Collection entries
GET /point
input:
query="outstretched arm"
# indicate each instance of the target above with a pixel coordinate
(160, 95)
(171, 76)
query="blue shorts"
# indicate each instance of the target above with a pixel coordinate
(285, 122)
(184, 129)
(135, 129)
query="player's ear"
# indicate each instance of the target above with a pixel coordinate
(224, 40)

==

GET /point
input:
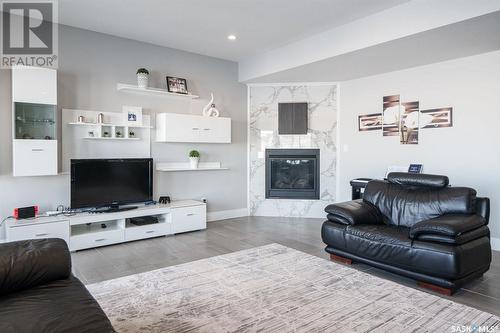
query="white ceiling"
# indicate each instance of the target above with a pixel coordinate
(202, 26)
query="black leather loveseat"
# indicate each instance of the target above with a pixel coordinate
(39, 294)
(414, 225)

Job -
Extract every line of the collection entries above that contains the string "query", matching case exactly.

Reply to the exercise -
query="outstretched arm"
query="blue shorts"
query="player's ear"
query="white ceiling"
query="black leather loveseat"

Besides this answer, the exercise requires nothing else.